--- What the task asks ---
Please copy the post about bikes, starting at the words "Tuesday, May 08, 2007" and stopping after "could go anywhere.", and swap "Christmas" for "Thanksgiving" in that stretch.
BEGIN Supplied text
Tuesday, May 08, 2007

Bikes

A bike is such an elegant piece of technology. Sometimes it’s hard to believe they are a recent invention. Maybe it’s a shame that they came along so close to the internal combustion engine—maybe bikes never had the chance to get off the ground.

I have tended to like my bikes very much. The first one I remember I got in California, at Christmas. It was a big black and green dirt bike. I kept it for a few years. When we got to Germany, it was really exotic, so I traded it for an old soccer ball (the best kind—they float when you kick them) and a bow. I saved up some money and bought my next bike, a 12 speed Huffy that I rode all over our part of Germany. A bike was the most important piece of kid technology. You could go anywhere.

I rode that bike throughout high school in Texas and Mississippi. It finally just about fell apart my first year in college. Then I bought an eminently forgettable mountain bike from Wal-Mart.
END Supplied text
BEGIN Entries provided
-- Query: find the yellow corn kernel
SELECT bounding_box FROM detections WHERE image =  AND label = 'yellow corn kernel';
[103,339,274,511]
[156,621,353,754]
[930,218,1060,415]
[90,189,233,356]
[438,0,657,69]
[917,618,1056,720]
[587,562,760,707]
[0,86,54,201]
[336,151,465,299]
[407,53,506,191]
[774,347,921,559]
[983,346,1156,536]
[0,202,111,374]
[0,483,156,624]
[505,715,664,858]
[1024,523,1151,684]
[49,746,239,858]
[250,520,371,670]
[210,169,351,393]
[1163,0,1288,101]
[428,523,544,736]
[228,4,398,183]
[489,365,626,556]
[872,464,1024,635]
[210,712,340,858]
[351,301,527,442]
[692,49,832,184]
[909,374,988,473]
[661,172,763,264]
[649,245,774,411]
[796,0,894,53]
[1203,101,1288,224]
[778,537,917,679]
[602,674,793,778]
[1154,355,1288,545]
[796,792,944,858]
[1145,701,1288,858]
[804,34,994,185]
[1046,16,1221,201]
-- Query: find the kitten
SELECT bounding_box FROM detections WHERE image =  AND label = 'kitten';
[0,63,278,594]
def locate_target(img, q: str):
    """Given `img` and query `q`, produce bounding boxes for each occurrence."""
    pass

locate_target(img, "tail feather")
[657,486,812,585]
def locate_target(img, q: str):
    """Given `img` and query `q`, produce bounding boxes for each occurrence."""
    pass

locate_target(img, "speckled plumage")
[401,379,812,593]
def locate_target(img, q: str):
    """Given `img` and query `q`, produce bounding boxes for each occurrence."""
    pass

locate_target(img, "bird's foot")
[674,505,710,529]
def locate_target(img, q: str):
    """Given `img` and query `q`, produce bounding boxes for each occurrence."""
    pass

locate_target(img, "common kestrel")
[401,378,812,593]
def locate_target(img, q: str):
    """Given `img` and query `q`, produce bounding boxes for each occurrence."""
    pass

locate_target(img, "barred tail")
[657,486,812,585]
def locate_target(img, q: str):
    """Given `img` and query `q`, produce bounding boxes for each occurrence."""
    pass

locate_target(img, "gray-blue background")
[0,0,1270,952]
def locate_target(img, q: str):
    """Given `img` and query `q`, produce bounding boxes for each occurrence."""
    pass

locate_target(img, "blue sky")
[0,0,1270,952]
END Entries provided
--- Result of the exercise ---
Tuesday, May 08, 2007

Bikes

A bike is such an elegant piece of technology. Sometimes it’s hard to believe they are a recent invention. Maybe it’s a shame that they came along so close to the internal combustion engine—maybe bikes never had the chance to get off the ground.

I have tended to like my bikes very much. The first one I remember I got in California, at Thanksgiving. It was a big black and green dirt bike. I kept it for a few years. When we got to Germany, it was really exotic, so I traded it for an old soccer ball (the best kind—they float when you kick them) and a bow. I saved up some money and bought my next bike, a 12 speed Huffy that I rode all over our part of Germany. A bike was the most important piece of kid technology. You could go anywhere.